Work instructions:
Copy out every one of the following rows in full, including their wording, and shift each coordinate pair in the answers by adding 47 to both numbers, leaving all other numbers unchanged. Leave the pictures out of your copy.

+++

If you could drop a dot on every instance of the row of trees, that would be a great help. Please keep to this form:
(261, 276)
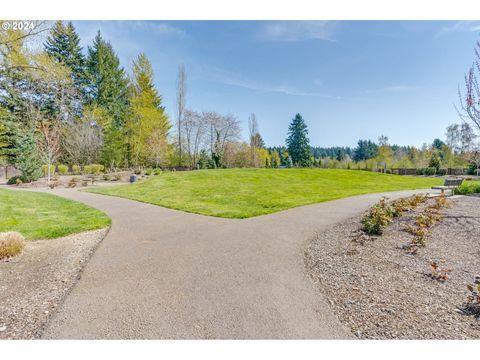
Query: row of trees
(63, 105)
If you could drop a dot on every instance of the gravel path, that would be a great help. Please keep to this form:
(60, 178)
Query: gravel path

+++

Answer to this task:
If you could drop a dot on every instance of the row of trees, that would be a great help. Please keep to this form:
(261, 276)
Query: row of trees
(110, 152)
If you could drop a dot on every instance of the gravel path, that would be a great help. Please keep to this form:
(60, 178)
Query: gravel path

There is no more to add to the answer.